__本文抜粋__:

▽

情報提供: ディスカバーたいはく5号
 所在地: 仙台市太白区緑ケ丘1丁目1−1
 連絡先: 太白区まちづくり推進協議会
 関連ホームページ: http://www.city.sendai.jp/taihaku/mati/discover/index.html

178 旧制二高生に慕われた 洞口(ほらぐち)せい

 仙台空襲で校舎が焼けた旧制二高は、戦後、秋保電鉄西多賀駅に近い三神峯(仙台幼年学校跡地)に移転。ここには明善寮が置かれており、青春の一大キャンパスとなりました。
 そして秋保電鉄で通学する多くの学生に人気になったのが、長町南町の、見るからに恰幅のいい洞口せいの大衆食堂だったのです。

△

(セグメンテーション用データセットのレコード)
▽

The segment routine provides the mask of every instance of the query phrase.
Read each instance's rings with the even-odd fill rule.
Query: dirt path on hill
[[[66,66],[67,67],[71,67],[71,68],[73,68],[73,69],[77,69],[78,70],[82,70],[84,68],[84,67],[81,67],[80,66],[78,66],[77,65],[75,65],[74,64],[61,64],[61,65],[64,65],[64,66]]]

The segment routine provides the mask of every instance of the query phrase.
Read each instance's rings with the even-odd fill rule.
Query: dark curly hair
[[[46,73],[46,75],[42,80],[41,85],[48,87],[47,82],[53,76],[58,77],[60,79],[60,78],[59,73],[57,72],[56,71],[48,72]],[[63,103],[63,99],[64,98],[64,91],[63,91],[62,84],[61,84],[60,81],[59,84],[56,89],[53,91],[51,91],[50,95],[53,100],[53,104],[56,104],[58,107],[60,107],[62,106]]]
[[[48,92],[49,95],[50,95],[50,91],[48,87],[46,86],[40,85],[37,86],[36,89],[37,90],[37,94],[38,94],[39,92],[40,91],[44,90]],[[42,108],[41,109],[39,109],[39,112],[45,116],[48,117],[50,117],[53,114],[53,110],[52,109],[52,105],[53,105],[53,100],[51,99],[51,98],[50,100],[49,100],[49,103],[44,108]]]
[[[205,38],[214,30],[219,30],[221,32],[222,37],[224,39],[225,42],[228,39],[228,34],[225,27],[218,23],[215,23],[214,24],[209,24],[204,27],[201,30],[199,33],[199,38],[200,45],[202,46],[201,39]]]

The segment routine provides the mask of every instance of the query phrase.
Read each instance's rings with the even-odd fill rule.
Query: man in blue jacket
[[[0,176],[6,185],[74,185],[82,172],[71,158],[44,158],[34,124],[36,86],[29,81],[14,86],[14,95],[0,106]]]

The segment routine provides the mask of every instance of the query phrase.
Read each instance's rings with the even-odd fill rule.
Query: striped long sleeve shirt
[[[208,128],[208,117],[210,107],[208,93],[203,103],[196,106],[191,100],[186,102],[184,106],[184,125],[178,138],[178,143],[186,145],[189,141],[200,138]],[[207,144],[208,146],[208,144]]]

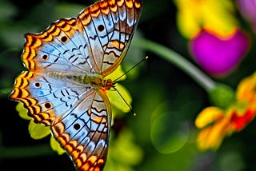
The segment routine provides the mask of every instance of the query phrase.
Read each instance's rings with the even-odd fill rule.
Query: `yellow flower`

△

__課題__:
洞口せいについての本文をもとに、次の問いに答えなさい。
1. 旧制二高が戦後に移転した場所はどこですか。
2. 移転先に置かれていた寮の名前は何ですか。
3. 洞口せいの大衆食堂はどこにありましたか。

__解答__:
1. 秋保電鉄西多賀駅に近い三神峯(仙台幼年学校跡地)
2. 明善寮
3. 長町南町